Problem to solve
Return every entry below verbatim, with each line unchanged and in its original order.

## Start Task material

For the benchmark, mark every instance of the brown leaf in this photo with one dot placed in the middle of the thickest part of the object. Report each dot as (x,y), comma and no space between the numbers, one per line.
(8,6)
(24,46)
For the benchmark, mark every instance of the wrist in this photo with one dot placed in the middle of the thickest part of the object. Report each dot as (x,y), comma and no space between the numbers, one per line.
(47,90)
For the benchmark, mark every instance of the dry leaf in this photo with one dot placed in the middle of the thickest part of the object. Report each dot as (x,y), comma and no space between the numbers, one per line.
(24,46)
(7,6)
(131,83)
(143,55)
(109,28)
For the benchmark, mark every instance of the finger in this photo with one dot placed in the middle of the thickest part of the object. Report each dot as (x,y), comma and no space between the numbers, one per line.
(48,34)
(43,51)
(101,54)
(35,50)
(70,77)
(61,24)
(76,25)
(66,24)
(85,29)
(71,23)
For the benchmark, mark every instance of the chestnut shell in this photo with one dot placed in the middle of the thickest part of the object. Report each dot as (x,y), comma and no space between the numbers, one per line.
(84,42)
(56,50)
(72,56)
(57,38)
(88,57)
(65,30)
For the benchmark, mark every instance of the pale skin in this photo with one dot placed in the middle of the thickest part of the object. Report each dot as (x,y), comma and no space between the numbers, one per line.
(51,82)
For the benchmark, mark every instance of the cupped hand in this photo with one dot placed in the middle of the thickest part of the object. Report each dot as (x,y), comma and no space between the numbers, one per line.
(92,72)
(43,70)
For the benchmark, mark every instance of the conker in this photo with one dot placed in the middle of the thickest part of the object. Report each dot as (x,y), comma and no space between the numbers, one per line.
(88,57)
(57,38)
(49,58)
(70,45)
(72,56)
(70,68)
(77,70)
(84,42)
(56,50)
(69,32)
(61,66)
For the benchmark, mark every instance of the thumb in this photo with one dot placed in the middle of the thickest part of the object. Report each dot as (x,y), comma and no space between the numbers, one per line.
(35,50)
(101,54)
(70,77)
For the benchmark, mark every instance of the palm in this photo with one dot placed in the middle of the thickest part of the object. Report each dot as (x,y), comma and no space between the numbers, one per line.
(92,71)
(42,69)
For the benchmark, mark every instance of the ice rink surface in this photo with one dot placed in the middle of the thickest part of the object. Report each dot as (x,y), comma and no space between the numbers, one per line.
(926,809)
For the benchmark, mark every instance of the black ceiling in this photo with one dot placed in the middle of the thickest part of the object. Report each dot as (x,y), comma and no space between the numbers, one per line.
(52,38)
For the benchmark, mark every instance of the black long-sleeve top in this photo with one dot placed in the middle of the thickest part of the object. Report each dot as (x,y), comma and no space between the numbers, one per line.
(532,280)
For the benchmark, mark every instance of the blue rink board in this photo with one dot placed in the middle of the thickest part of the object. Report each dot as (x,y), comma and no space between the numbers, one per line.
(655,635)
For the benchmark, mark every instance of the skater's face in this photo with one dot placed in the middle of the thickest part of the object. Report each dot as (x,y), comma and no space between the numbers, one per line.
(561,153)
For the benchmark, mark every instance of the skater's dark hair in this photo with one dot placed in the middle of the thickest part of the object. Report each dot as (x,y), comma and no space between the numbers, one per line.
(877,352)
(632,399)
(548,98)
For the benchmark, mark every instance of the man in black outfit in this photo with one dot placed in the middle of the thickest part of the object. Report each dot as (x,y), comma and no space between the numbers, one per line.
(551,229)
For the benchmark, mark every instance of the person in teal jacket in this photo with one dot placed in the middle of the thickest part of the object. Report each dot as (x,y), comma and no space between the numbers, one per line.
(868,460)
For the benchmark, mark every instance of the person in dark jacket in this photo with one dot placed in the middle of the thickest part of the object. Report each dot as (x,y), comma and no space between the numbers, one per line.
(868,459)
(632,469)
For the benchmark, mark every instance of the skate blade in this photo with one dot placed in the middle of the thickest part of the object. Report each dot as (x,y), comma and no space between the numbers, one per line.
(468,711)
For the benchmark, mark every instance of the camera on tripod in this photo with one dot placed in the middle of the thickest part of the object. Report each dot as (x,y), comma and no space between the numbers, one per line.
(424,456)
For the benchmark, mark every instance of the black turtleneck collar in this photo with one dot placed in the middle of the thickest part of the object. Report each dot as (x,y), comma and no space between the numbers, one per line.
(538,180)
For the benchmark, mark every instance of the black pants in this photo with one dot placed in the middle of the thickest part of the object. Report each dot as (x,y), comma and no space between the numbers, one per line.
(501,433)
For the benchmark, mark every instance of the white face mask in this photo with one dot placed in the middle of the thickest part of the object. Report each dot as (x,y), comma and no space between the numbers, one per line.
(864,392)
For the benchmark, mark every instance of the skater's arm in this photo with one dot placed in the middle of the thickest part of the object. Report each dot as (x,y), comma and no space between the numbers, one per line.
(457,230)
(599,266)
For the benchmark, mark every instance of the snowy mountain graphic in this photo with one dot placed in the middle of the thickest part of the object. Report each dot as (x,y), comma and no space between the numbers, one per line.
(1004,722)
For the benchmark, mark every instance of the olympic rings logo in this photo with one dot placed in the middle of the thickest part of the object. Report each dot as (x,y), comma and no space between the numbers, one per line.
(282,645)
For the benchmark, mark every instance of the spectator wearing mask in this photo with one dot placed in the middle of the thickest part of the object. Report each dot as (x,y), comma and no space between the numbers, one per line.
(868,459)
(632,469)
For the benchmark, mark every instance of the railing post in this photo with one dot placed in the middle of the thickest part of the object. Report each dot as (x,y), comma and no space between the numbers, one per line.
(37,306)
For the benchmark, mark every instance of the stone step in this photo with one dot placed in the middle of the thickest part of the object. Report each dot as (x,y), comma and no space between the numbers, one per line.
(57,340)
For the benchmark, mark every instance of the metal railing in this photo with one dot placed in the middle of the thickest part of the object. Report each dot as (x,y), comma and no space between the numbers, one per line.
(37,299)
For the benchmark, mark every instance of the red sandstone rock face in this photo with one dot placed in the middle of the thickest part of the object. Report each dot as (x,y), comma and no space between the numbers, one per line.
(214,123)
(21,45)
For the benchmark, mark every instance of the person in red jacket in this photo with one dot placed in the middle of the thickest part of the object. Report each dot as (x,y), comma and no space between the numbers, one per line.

## End Task material

Exercise output
For the benchmark, mark every instance of the brown leaf in this photo with one dot placed in the middle of the thickest part of the object. Report each dot as (x,y), comma and no space between the numbers, one per line.
(8,6)
(24,46)
For the benchmark, mark every instance of the wrist in this photo with one dot placed in the middle of the thickest part of the object. Report each dot as (x,y), comma and no space between the numbers, one per line.
(47,90)
For the benchmark, mark every instance of the dry leaf in this photo with one dot placed in the middle of the thickest part of the object. Report each dot as (x,y), comma and no space between the numbers, one per line.
(24,46)
(7,6)
(131,83)
(143,55)
(109,28)
For the benchmark, mark every instance of the finger in this photo with one dot placed in the middle of the thickest part of the object. Report each dot as (x,y), comma and no space between the numbers, one per line.
(48,34)
(43,51)
(101,54)
(35,50)
(70,77)
(61,24)
(76,25)
(66,24)
(85,29)
(71,23)
For the benchmark, mark every instance of the chestnut shell in this photo with one dot placed in the middle of the thickest part of the object. Report each dot as (x,y), comma and no space between the numbers, one per line.
(84,42)
(56,50)
(72,56)
(57,38)
(88,57)
(65,30)
For the benchmark, mark every instance of the pale skin in this photo with one dot placed in the middle of the thickest part of the object. Report each dot as (x,y), comma and no space between the numbers, one per line.
(51,82)
For the benchmark, mark every instance of the cupped hand in this photo with one dot placed in the middle of the thickest part of the object. Report each dot as (x,y), comma and no space between the numbers, one per line.
(92,72)
(43,70)
For the benchmark, mark every instance of the conker in this photo with one dot placed in the middle of the thickest part of the object. Report each dot as (x,y), comma and no space between the numbers, one per line.
(88,57)
(57,38)
(49,58)
(70,45)
(72,56)
(70,68)
(77,70)
(84,42)
(56,50)
(69,32)
(61,66)
For the benchmark, mark every instance of the thumb in this photo with one dot placed in the middle of the thickest part of the object. Report each dot as (x,y), comma and no space between the numbers, one per line.
(35,50)
(101,54)
(70,77)
For the benchmark, mark every instance of the palm in this photo with one dot placed in the middle of the thickest part of the object. Report each dot as (x,y), comma and no space between the numbers, one per line.
(92,71)
(42,69)
For the benchmark, mark every instance of the ice rink surface in this photo with one dot placed in the middle of the thickest part of the object. Report each dot as (x,y), comma and no space between the numbers, one per line.
(926,809)
For the benchmark, mark every instance of the black ceiling in this photo with one dot placed in the middle of the thickest part of the object. Report each dot as (x,y), comma and no space between the numbers, one per line.
(52,38)
For the benchmark, mark every instance of the black long-sleeve top in this photo with one dot placed in the middle of the thickest part of the object. Report each dot as (x,y), comma and no space between the numbers, one per line.
(532,280)
For the benchmark, mark every instance of the blue rink board in this photo with one dot placed in the middle of the thickest part of the object. Report each dot as (x,y), comma and no space between the numbers, one per line.
(655,635)
For the benchmark, mark every instance of the skater's face in this photo with one dot placed in the middle of the thickest part of the object. Report each dot as (x,y), comma and no space between the numbers, one per line.
(561,153)
For the benchmark, mark every instance of the skater's dark hair in this photo with one dot placed in the middle of the thickest part of the object. Report each dot as (x,y), comma and no space between the numbers, one per line.
(877,352)
(632,399)
(548,98)
For the benchmark, mark every instance of the man in black outfit in this photo with one dot placed in the middle of the thickest part of the object. Report each dot as (x,y), comma and no space between the numbers, one per line.
(551,229)
For the benchmark, mark every instance of the person in teal jacket in this photo with one dot placed in the middle of the thickest part of the object. Report each dot as (x,y), comma and no space between the numbers, one per line.
(868,460)
For the benchmark, mark every instance of the person in dark jacket in this photo with one dot placed in the middle of the thickest part of the object. Report each dot as (x,y), comma and no space between the numbers, one per line.
(868,459)
(632,469)
For the benchmark, mark every instance of the skate blade in this photo with one dot placed in the middle of the thickest part of the object. Report each dot as (x,y), comma and no space between the numbers, one per line.
(468,711)
For the benchmark, mark every instance of the camera on tripod in this photo with one dot placed in the middle of the thickest part of the object. Report each dot as (x,y), comma and no space between the numbers, one per line.
(424,456)
For the benchmark, mark every instance of the black turtleneck collar in this photo with one dot placed in the middle of the thickest part of the object. Report each dot as (x,y), comma and no space between the numbers, one per line.
(538,180)
For the benchmark, mark every instance of the black pants in this photo with one dot placed in the middle of the thickest part of the object. Report each dot as (x,y), comma and no space between the numbers, one per line.
(501,433)
For the benchmark, mark every instance of the white face mask in this photo with one dot placed in the middle of the thickest part of the object. Report each dot as (x,y), comma and no space between the numbers, one per line.
(864,392)
For the benchmark, mark every instance of the skater's arm in this photo with one dot placed in the middle of the thickest part of the object. Report each dot as (x,y), comma and no space between the numbers, one per line.
(457,230)
(599,266)
For the benchmark, mark every instance of the snowy mountain graphic in this photo with one dot placed in the middle of the thickest part of the object. Report each dot as (x,y), comma and no space between the numbers, one per line.
(1004,722)
For the benchmark, mark every instance of the olympic rings logo in this photo with one dot placed in the middle of the thickest part of the object. Report each dot as (x,y), comma and no space between the numbers, one per line.
(282,645)
For the benchmark, mark every instance of the spectator wearing mask in this photo with one dot placed in the middle of the thickest part of the object. Report each dot as (x,y), comma and no space between the numbers, one per line.
(868,459)
(632,469)
For the benchmark, mark every instance of the railing post in this photo with one dot placed in the middle of the thickest part of the object. Report each dot as (x,y), comma and no space between the numbers, one per line.
(37,306)
For the benchmark, mark every instance of the stone step in this photo with one dot placed in the middle of the thickest part of the object. Report each dot as (x,y), comma and no space between the numbers, one per line.
(57,340)
For the benchmark, mark every instance of the metal railing in this photo with one dot placed in the middle of the thickest part of the object. Report each dot as (x,y), comma and no space between the numbers, one per line.
(37,299)
For the benchmark, mark every instance of the red sandstone rock face in this photo with one dot placed in the middle of the thickest part of the object. Report each dot as (x,y), comma and no space between the numbers, one per line.
(214,123)
(21,45)
For the benchmark, mark every instance of the person in red jacket in this photo with one dot placed in the middle of the thickest part of the object. Report each dot as (x,y), comma and no space between the numbers, one per line.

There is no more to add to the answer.